**TEXT EXCERPT:**
The reality, to our amazement, turned out to be quite different.
As we dropped our kids off to school on day one, their well-meaning and committed teachers smiled and gave us their best assurances.
To our astonishment, at the end of the first day, the teachers reported the kids were very compliant with little or no fuss in wearing their masks and keeping safe distances.
Naturally, there were questions, even the occasional whimpers, but none of them yanked off their masks, threw tantrums or reacted in any of the ways us parents had feared.
It must be the Frozen and Cars character masks that we had bought for them we thought. They were quite excited to sport their favourite cartoon characters.
Maybe it’s the power of these Anna and Paw Patrol masks?
WHAT WE CAN LEARN FROM KIDS
But reality can’t be more different. Our kids adapted to a new, uncomfortable need of wearing masks like fish to water.
In fact, come to think of it, they were more accepting and adjusting to this aspect of our “new normal” life than my wife and I were.
It took me many weeks to get used to donning a mask without grumbling about it or feeling uncomfortable. I know several adults who find wearing a face mask an unbearable chore even to this day.
As our children learnt more about COVID-19 from school – beyond it merely being the big bad wolf – they are also becoming champions of personal hygiene and safe distancing within the family unit.
In fact, it’s our kids today who volunteer to be responsible in ensuring whoever leaves home is masked up.
This is surprising but shouldn’t be. A 2013 study by a group of psychologists from the University of California, Berkeley and the University of Edinburgh found adults saw events and formed causal relationships differently from four- and five-year old children. Children were less influenced by prior assumptions and paid more attention to current evidence.
And interestingly, science also tells us how adaptable and resilient kids are depends on one important variable: The relationships they are exposed to. Harvard’s Center on the Developing Child says that “the single most common factor for children who develop resilience is at least one stable and committed relationship with a supportive parent, caregiver, or other adult.”

**LISTED RECORDS:**
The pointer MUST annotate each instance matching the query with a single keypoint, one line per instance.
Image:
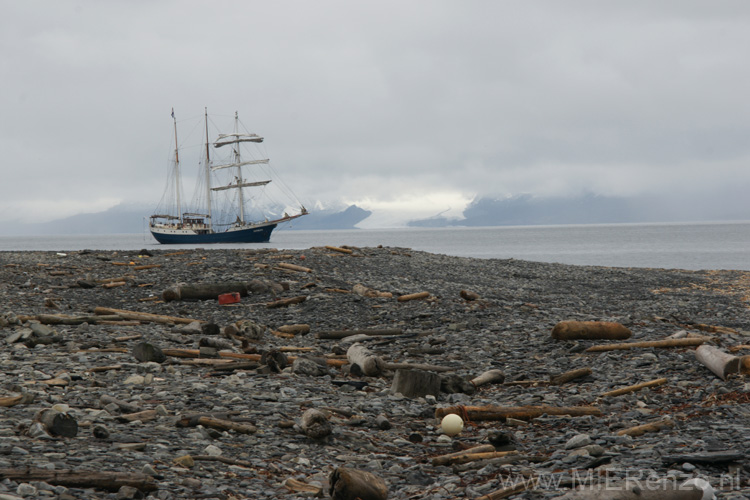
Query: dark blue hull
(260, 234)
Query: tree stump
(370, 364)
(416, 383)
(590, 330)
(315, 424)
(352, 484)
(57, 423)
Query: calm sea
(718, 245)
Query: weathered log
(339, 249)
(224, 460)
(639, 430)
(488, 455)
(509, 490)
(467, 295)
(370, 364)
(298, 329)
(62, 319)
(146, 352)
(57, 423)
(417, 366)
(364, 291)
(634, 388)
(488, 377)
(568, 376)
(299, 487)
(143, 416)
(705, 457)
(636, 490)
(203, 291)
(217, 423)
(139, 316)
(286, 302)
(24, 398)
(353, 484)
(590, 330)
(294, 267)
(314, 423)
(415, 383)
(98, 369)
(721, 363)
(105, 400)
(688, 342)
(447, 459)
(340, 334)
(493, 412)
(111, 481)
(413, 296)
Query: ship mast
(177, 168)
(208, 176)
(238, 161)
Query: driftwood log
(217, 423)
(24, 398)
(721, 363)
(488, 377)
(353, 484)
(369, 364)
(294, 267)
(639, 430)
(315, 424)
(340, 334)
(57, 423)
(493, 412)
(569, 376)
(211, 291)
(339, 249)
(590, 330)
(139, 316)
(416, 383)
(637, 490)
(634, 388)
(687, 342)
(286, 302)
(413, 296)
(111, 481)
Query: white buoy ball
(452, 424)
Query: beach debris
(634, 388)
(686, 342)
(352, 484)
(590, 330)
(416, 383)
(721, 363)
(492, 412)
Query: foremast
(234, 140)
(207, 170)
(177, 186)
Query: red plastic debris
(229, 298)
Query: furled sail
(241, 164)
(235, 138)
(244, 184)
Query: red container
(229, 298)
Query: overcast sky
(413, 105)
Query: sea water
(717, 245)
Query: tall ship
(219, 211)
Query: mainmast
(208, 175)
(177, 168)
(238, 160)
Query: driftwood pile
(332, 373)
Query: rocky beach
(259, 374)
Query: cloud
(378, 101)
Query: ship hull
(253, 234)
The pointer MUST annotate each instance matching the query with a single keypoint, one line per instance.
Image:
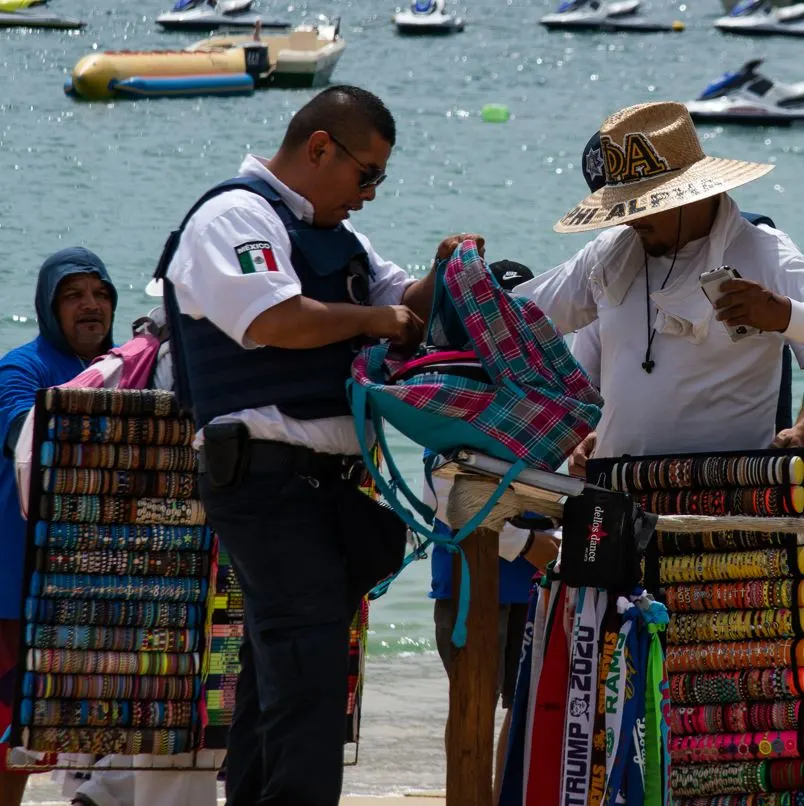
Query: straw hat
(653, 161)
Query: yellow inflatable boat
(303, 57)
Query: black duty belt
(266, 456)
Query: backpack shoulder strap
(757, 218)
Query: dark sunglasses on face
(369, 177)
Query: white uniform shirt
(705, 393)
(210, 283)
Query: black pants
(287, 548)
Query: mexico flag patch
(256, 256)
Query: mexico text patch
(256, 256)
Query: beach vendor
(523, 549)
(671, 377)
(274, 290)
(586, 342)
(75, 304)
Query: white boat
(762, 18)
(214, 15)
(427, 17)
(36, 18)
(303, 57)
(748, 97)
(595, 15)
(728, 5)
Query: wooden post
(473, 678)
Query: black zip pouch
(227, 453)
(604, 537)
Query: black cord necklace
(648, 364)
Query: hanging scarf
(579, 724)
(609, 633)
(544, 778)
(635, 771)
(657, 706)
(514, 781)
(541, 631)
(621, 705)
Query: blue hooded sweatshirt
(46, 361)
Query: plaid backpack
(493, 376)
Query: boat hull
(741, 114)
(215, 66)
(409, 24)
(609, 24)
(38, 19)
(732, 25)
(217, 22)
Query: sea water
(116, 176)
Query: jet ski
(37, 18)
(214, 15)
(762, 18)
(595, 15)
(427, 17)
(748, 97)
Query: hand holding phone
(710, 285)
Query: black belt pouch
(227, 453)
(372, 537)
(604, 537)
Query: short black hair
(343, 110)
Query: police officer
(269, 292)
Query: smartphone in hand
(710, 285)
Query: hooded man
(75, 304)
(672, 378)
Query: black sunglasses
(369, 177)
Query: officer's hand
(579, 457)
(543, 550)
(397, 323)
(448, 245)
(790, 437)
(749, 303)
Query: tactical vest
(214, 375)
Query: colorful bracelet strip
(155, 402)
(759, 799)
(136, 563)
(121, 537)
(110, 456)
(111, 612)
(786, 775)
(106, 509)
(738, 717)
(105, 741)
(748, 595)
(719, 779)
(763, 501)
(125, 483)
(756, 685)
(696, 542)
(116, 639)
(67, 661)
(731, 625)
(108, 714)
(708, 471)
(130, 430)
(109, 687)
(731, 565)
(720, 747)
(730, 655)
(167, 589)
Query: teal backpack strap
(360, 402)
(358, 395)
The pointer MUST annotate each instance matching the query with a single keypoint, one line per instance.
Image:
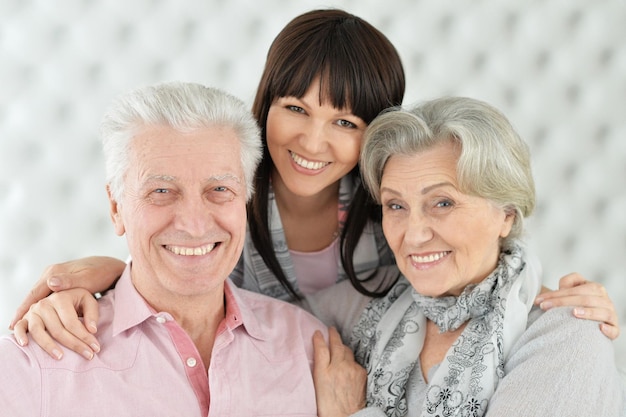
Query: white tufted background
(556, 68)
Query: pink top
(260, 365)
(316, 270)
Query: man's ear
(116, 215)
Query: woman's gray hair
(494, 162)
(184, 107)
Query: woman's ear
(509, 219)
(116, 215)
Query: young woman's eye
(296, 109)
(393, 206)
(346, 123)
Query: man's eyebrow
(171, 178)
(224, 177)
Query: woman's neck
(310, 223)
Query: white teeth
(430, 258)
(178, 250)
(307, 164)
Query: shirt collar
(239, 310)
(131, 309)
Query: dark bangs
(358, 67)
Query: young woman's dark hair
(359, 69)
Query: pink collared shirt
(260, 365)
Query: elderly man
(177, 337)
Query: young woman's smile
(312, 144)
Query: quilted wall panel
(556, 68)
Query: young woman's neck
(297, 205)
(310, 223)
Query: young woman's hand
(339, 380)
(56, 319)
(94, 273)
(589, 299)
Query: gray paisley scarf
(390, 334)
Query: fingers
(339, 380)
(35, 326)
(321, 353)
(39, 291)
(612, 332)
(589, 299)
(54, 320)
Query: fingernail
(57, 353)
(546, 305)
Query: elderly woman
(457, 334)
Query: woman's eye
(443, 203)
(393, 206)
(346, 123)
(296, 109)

**THE PROBLEM:** Reproduce the entire passage above about children adapting to wearing masks at school, word for word.

**ANSWER AREA:**
The reality, to our amazement, turned out to be quite different.
As we dropped our kids off to school on day one, their well-meaning and committed teachers smiled and gave us their best assurances.
To our astonishment, at the end of the first day, the teachers reported the kids were very compliant with little or no fuss in wearing their masks and keeping safe distances.
Naturally, there were questions, even the occasional whimpers, but none of them yanked off their masks, threw tantrums or reacted in any of the ways us parents had feared.
It must be the Frozen and Cars character masks that we had bought for them we thought. They were quite excited to sport their favourite cartoon characters.
Maybe it’s the power of these Anna and Paw Patrol masks?
WHAT WE CAN LEARN FROM KIDS
But reality can’t be more different. Our kids adapted to a new, uncomfortable need of wearing masks like fish to water.
In fact, come to think of it, they were more accepting and adjusting to this aspect of our “new normal” life than my wife and I were.
It took me many weeks to get used to donning a mask without grumbling about it or feeling uncomfortable. I know several adults who find wearing a face mask an unbearable chore even to this day.
As our children learnt more about COVID-19 from school – beyond it merely being the big bad wolf – they are also becoming champions of personal hygiene and safe distancing within the family unit.
In fact, it’s our kids today who volunteer to be responsible in ensuring whoever leaves home is masked up.
This is surprising but shouldn’t be. A 2013 study by a group of psychologists from the University of California, Berkeley and the University of Edinburgh found adults saw events and formed causal relationships differently from four- and five-year old children. Children were less influenced by prior assumptions and paid more attention to current evidence.
And interestingly, science also tells us how adaptable and resilient kids are depends on one important variable: The relationships they are exposed to. Harvard’s Center on the Developing Child says that “the single most common factor for children who develop resilience is at least one stable and committed relationship with a supportive parent, caregiver, or other adult.”